*** Given data
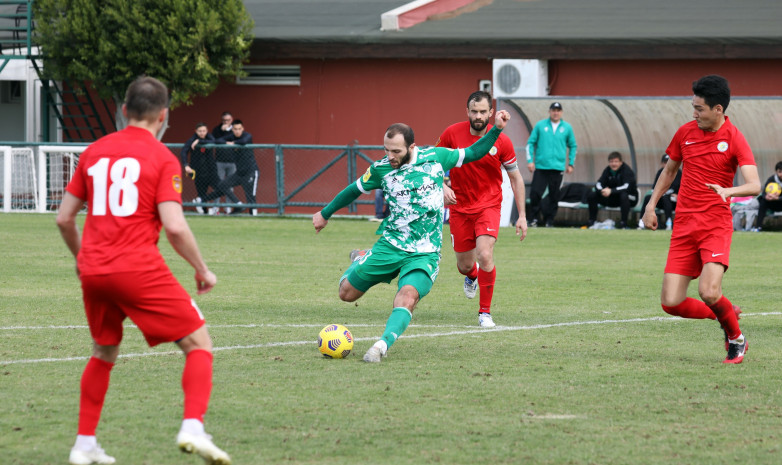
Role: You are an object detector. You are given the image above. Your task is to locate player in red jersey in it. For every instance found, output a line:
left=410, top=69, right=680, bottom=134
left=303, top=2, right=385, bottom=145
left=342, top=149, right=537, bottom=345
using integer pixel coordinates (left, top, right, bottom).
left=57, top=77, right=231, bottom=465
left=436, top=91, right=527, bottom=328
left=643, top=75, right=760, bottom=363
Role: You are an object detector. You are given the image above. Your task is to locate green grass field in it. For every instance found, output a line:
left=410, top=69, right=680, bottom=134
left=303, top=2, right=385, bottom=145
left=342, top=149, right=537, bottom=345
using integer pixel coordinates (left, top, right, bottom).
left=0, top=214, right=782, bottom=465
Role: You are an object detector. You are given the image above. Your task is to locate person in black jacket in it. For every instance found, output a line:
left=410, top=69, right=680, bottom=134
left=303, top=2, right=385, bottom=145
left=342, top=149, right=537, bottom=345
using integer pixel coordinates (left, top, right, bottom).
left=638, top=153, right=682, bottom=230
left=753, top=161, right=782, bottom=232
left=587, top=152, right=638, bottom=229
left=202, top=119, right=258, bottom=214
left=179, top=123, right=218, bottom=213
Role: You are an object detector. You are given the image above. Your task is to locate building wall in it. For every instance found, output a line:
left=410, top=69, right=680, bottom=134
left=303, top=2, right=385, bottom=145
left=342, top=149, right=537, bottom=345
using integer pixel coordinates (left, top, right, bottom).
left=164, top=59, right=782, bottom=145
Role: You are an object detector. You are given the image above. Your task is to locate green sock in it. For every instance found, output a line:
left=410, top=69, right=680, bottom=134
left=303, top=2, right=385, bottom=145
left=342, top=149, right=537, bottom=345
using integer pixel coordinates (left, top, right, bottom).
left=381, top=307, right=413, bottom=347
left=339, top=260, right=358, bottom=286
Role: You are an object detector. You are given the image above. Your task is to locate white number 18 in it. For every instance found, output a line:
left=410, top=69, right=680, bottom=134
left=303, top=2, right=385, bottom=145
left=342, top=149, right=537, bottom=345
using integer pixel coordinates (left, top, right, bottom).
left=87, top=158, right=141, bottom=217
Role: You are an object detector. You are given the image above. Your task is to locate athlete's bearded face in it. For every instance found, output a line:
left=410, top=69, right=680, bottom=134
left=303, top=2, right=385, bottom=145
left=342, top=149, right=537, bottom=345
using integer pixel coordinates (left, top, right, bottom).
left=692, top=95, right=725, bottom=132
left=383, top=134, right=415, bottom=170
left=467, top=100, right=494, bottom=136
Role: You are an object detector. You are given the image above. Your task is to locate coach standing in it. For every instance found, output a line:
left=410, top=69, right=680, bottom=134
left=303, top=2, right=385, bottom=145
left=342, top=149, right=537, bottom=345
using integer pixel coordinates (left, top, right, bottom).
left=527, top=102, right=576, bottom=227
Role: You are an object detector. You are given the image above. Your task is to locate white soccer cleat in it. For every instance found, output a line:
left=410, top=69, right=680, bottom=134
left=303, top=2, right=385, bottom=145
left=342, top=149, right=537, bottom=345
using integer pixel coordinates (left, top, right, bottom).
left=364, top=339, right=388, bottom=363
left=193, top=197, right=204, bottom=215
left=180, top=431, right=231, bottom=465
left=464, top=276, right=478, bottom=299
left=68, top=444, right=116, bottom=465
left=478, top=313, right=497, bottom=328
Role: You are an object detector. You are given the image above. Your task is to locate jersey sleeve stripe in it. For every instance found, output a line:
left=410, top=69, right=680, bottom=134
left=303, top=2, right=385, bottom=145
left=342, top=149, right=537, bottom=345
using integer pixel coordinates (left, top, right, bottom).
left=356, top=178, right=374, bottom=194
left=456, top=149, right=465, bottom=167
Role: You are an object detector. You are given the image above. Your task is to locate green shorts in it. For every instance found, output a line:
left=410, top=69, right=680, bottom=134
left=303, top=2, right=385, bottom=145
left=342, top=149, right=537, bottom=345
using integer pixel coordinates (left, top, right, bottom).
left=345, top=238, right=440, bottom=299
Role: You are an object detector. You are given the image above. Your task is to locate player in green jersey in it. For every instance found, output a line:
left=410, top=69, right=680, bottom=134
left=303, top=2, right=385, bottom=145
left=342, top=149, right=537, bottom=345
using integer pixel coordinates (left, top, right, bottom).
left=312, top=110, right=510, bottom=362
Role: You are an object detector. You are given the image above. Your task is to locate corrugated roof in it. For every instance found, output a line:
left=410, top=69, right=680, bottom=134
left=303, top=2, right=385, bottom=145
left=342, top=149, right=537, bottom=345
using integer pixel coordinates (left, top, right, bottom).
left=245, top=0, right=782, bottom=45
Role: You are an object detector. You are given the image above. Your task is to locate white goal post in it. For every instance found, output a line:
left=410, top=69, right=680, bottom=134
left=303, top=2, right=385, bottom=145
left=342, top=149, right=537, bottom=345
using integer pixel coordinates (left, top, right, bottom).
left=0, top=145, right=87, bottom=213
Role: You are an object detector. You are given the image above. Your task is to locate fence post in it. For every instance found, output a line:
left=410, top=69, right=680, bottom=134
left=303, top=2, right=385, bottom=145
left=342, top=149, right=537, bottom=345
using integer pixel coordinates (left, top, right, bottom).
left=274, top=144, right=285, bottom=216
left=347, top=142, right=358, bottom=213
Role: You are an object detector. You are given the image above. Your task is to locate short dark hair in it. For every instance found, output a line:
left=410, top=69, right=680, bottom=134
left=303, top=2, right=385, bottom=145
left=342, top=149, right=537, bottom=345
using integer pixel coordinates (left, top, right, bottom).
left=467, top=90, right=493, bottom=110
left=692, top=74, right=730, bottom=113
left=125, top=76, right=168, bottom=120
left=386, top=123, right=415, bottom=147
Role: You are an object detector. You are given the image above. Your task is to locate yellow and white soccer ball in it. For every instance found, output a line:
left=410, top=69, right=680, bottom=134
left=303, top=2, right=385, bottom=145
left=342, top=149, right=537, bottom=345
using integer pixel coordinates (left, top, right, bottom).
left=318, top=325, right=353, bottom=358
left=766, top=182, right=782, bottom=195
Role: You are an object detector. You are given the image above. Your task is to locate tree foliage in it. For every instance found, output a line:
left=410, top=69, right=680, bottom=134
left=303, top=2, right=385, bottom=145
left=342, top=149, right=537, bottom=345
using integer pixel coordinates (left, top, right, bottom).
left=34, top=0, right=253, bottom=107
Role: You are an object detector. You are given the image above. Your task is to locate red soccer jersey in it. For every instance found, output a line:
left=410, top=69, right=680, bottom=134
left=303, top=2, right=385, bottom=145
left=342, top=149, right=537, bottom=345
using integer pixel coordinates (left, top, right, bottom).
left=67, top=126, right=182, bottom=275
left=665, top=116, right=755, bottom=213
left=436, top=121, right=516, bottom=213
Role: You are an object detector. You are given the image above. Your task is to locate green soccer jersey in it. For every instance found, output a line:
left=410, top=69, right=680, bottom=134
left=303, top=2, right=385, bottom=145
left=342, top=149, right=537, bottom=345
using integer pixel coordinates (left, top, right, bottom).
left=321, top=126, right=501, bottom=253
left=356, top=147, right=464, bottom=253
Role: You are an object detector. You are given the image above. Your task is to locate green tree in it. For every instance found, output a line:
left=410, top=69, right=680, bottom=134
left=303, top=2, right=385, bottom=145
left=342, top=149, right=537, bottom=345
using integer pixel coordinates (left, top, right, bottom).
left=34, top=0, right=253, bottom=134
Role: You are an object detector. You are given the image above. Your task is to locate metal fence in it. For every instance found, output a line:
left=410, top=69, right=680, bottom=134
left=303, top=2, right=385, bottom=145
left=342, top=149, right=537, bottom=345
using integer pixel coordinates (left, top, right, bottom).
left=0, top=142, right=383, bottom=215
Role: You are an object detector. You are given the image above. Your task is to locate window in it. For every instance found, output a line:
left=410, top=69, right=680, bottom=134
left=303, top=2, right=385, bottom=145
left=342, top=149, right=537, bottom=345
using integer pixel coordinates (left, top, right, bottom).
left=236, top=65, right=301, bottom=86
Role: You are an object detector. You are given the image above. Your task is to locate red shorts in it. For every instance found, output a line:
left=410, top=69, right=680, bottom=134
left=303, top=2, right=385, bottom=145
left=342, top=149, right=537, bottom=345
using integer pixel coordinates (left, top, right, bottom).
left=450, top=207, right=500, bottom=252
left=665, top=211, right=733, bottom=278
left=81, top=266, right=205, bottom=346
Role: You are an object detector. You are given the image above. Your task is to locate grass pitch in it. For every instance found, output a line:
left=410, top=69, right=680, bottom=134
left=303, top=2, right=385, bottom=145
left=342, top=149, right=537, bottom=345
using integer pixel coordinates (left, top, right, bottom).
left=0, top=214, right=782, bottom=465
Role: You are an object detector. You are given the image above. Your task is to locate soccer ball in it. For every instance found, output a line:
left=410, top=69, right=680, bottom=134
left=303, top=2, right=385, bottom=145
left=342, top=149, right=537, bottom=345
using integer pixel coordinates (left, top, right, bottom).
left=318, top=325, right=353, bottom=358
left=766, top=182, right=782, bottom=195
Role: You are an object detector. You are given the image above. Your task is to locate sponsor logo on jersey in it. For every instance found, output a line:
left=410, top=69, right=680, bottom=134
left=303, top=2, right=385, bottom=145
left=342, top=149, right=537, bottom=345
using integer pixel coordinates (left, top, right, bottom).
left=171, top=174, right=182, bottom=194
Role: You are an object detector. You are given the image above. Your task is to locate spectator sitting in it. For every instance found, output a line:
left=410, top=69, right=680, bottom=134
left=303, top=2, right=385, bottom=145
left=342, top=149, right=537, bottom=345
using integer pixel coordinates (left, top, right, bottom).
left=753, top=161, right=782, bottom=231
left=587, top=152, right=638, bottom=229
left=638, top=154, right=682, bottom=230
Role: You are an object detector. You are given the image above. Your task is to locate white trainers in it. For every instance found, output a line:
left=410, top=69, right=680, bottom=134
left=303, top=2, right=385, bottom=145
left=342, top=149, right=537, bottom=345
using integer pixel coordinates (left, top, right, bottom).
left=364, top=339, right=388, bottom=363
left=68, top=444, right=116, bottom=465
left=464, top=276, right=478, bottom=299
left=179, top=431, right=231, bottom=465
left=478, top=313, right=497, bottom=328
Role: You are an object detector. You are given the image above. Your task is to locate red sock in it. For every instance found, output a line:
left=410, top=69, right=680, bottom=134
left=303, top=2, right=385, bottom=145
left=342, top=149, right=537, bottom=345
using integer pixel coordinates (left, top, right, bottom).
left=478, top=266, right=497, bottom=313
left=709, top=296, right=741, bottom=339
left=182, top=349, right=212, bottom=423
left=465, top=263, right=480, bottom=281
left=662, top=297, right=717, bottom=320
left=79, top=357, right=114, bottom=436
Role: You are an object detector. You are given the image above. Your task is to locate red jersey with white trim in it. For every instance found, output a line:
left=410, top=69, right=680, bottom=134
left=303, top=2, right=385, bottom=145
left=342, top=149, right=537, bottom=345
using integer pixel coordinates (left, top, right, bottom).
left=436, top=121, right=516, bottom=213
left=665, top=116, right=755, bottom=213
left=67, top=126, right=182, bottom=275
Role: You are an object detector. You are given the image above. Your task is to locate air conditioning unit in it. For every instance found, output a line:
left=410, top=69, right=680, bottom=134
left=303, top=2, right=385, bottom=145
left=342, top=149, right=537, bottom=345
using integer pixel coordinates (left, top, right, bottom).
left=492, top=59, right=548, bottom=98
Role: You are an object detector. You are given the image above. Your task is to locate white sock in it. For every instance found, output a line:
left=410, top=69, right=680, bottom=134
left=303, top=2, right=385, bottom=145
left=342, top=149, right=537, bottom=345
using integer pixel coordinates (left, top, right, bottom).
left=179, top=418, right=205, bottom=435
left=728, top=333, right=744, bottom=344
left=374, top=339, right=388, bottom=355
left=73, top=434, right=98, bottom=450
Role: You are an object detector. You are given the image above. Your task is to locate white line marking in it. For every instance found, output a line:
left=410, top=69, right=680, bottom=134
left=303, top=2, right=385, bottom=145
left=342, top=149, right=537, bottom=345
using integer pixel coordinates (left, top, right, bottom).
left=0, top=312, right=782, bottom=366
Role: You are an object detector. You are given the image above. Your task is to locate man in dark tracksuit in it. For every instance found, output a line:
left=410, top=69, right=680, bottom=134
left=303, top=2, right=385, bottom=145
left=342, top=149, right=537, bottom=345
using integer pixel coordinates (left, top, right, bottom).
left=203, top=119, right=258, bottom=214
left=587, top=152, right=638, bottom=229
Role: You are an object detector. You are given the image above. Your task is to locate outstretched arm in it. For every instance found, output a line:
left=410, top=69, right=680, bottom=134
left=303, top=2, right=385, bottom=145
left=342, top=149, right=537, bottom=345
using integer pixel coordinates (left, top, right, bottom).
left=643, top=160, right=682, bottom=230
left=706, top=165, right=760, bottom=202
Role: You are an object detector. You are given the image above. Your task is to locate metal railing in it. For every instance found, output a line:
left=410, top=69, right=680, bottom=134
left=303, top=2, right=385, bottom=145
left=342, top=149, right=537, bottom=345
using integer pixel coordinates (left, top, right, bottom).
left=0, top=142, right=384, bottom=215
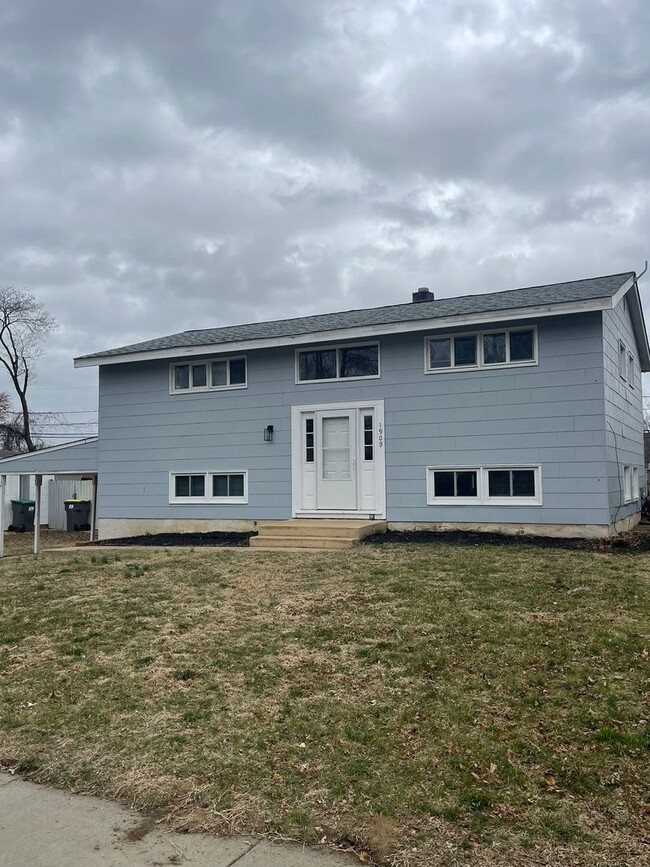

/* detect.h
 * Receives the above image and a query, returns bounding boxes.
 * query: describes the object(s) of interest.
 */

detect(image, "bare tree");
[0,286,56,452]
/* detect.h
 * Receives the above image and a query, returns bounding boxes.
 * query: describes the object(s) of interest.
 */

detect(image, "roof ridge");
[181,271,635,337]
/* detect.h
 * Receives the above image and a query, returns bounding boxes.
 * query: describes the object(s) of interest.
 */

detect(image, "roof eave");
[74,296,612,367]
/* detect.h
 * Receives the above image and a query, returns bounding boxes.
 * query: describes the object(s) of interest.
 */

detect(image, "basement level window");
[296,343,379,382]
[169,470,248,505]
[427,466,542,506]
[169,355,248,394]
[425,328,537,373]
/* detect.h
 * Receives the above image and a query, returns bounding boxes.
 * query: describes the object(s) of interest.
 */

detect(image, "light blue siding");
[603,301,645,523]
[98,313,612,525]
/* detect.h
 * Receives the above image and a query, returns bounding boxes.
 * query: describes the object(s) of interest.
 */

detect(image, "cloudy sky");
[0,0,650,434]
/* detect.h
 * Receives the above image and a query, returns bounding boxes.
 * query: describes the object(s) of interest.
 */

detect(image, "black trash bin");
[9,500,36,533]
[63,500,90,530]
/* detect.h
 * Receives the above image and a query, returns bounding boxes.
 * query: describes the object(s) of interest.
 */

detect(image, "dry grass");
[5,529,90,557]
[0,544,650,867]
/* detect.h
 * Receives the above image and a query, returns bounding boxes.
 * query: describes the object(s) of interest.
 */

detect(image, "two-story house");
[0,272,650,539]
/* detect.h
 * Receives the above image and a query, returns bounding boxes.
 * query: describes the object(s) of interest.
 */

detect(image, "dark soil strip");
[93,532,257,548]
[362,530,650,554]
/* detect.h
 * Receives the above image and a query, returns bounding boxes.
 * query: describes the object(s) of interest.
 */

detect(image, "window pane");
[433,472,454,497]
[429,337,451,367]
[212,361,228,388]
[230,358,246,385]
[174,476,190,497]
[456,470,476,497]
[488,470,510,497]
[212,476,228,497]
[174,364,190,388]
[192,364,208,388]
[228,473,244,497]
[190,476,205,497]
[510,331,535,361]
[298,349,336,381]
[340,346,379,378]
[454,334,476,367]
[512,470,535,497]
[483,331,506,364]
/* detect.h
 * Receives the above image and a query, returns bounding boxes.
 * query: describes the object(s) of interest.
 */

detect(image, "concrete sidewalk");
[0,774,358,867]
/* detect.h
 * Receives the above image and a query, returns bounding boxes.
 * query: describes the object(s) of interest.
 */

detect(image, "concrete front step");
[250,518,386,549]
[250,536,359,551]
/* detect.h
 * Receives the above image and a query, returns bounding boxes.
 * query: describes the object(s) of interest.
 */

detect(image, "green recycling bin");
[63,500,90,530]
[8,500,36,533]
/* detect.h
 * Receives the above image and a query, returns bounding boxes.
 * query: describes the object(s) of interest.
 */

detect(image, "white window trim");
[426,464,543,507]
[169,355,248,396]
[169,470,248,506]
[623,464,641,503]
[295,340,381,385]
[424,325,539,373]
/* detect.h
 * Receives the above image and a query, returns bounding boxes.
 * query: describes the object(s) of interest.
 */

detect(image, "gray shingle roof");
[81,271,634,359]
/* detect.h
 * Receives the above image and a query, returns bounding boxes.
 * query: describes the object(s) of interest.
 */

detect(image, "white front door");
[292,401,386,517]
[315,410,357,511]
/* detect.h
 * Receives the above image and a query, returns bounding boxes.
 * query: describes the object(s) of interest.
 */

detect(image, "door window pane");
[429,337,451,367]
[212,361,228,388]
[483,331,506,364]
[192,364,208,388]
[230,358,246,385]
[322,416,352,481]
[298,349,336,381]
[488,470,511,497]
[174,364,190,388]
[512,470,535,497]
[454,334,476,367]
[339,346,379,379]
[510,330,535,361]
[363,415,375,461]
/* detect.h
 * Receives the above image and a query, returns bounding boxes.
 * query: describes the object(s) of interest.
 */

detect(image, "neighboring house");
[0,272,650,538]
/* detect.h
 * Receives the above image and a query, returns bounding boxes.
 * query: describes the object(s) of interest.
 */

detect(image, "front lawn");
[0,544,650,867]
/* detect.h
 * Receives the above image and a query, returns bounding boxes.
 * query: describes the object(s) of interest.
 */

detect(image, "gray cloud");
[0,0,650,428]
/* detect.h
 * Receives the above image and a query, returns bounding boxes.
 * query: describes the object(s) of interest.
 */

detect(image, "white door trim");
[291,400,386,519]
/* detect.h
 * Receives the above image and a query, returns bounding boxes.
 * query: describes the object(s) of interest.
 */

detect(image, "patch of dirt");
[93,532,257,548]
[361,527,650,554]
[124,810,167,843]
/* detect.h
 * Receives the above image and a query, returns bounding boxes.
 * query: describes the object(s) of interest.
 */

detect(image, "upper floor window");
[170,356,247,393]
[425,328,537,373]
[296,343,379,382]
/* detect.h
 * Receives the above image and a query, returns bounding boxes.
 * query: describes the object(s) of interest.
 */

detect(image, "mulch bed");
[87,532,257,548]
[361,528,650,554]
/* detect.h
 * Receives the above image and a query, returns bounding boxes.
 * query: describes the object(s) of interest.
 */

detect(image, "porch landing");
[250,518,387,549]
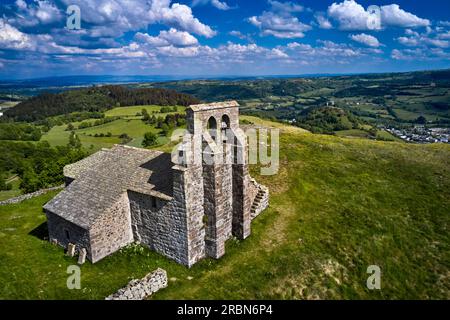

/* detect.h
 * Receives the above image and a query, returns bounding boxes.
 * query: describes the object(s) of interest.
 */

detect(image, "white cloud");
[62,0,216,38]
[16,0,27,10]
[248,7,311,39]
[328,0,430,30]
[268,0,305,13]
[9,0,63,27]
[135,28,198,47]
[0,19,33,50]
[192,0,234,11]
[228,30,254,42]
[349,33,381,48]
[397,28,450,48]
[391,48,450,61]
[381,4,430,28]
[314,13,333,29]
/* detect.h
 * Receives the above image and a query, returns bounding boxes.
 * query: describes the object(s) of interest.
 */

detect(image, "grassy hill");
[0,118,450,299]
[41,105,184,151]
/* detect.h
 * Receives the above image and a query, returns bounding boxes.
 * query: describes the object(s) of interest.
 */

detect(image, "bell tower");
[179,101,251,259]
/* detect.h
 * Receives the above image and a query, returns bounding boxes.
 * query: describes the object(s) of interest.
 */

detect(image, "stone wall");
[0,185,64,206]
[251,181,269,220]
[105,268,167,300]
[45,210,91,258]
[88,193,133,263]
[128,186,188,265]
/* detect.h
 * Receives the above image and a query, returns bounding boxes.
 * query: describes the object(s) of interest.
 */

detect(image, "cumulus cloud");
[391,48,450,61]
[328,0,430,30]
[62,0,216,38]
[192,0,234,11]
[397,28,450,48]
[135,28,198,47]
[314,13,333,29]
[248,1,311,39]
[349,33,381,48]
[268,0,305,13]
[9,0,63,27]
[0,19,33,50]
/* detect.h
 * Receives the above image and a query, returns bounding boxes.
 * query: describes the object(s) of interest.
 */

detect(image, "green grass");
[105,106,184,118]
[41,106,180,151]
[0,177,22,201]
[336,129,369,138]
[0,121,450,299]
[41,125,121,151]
******
• Task requirements: Copy out the stretch from the line containing "to locate outstretched" through the line containing "left=0, top=142, right=384, bottom=215", switching "metal railing" to "wooden fence" and leaving everything else unchanged.

• Solved problem:
Role: You are an object detector. You are given the image above. Your task is to locate outstretched arm in it. For every instance found, output a line:
left=410, top=69, right=680, bottom=134
left=303, top=2, right=385, bottom=145
left=342, top=149, right=537, bottom=345
using integer pixel coordinates (left, top, right, bottom).
left=643, top=160, right=682, bottom=230
left=706, top=165, right=760, bottom=202
Role: You are an object detector. You are given the image above. Your task is to locate wooden fence in it. For every instance found, output a line:
left=410, top=69, right=680, bottom=134
left=303, top=2, right=385, bottom=145
left=342, top=149, right=537, bottom=345
using integer pixel coordinates (left, top, right, bottom).
left=0, top=142, right=384, bottom=215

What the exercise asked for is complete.